§ **STATED PROBLEM A**:
Identify each line in the records that contains the word "black" and copy those lines out in full. Case counts.

********

There are two essential parts to becoming a photographer. One is understanding how to compose a great image, something I covered in this post on the basics of composition . The other part of the puzzle is understanding how a camera works to capture the light — to create an image that most accurately conveys the scene in front of you.
Photographers refer to the process of capturing the light in a scene as the “exposure.” The goal is to achieve a correctly exposed image — one that isn't too dark (underexposed) or too bright (overexposed).
We do this by controlling how much light is “exposed” to the camera.
A camera has three options for controlling the amount of light the camera is exposed to, and photographers call this the “exposure triangle”.
Long exposure car movements - 30 second shutter, f/16 aperture. Photos via findingtheuniverse.com
Components of the exposure triangle
The button on your camera that you press to take a photograph is called the shutter release button. This tells the camera to open the “shutter” inside the camera body, thus allowing the light to pass onto the sensor in your camera which records the light.
The amount of time that the shutter is open is called the shutter speed, and it is measured in seconds, usually varying from thousandths of a second through to full seconds.
While the shutter is inside the camera body itself, the aperture is a part of the lens. Different lenses have different aperture ratings, which are known as f-stops.
Physically speaking, aperture is the size of the hole in the camera lens through which the light passes to get to the sensor. A bigger hole, or wider aperture, allows more light in, whilst a smaller hole allows less light in.
The final piece of the exposure triangle puzzle is the ISO rating. This number is related to the sensor inside the body of your camera.
The ISO rating determines how sensitive your camera is to the light. A more sensitive sensor means that less light has to be captured by the sensor to get the correct exposure.

********

§ **STATED PROBLEM B**:
Please copy the part of the exposure article starting with "A camera has" and going on through "records the light.".

********

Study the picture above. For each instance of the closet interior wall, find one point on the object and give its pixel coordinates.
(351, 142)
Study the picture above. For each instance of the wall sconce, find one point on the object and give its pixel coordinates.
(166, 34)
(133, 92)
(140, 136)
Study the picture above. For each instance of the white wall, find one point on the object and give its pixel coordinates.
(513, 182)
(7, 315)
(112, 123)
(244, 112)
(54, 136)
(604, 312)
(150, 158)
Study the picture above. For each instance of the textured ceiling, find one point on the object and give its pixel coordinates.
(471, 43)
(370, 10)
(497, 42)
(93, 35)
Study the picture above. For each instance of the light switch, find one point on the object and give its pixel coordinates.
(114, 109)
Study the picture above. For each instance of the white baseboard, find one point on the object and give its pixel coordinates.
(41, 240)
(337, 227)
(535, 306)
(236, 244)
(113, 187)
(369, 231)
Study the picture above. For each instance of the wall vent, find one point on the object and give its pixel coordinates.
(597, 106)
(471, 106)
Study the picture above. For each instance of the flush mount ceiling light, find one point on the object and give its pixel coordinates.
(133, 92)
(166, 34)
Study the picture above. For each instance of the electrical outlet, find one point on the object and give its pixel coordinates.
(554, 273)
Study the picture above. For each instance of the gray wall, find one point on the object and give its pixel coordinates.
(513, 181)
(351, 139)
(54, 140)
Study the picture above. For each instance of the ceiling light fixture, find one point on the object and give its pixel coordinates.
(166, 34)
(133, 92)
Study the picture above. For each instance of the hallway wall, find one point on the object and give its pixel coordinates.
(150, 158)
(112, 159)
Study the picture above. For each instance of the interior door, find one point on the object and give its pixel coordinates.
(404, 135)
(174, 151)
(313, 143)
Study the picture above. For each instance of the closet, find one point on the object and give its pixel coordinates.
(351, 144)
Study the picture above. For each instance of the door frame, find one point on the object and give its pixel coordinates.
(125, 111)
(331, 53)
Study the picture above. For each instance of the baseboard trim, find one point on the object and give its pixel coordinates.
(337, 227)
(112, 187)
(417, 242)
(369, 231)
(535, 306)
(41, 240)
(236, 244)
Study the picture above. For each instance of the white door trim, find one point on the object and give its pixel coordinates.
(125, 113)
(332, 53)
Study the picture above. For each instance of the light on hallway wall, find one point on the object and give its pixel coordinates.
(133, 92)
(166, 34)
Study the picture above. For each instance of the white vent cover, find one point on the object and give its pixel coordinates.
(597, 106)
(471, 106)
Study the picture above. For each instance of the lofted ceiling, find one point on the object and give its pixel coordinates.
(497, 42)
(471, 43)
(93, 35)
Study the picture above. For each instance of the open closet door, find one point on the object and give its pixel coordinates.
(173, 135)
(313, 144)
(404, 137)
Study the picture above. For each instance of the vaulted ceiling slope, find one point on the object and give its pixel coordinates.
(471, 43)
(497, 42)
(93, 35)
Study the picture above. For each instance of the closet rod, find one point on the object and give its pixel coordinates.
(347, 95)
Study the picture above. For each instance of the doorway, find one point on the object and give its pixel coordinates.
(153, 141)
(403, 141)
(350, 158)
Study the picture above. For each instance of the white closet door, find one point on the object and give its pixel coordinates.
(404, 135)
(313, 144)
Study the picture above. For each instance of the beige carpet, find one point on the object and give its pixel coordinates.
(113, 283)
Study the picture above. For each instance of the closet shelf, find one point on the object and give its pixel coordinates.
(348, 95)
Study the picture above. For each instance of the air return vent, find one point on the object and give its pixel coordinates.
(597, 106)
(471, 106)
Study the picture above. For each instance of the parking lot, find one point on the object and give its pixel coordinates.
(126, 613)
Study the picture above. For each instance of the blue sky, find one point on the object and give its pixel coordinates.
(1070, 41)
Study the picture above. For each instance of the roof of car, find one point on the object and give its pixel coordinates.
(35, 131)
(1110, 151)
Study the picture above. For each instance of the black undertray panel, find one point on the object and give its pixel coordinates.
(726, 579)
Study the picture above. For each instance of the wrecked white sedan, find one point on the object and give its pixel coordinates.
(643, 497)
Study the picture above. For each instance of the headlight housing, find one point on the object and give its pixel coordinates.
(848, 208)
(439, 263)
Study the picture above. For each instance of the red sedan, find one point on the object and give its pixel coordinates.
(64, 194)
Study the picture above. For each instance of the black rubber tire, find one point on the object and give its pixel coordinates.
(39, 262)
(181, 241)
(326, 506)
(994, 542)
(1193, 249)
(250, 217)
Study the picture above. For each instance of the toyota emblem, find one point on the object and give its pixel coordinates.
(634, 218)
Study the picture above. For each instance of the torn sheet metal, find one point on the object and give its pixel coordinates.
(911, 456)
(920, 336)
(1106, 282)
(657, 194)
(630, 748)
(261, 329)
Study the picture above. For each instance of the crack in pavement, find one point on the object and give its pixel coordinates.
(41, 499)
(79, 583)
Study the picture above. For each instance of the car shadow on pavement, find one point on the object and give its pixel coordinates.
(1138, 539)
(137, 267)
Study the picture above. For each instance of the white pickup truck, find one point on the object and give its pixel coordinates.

********

§ **WRITTEN ANSWER A**:
Study the picture above. For each instance of the black undertray panel, find one point on the object and give its pixel coordinates.
Study the picture above. For each instance of the black rubber tire, find one point on the object and give its pixel coordinates.

§ **WRITTEN ANSWER B**:
A camera has three options for controlling the amount of light the camera is exposed to, and photographers call this the “exposure triangle”.
Long exposure car movements - 30 second shutter, f/16 aperture. Photos via findingtheuniverse.com
Components of the exposure triangle
The button on your camera that you press to take a photograph is called the shutter release button. This tells the camera to open the “shutter” inside the camera body, thus allowing the light to pass onto the sensor in your camera which records the light.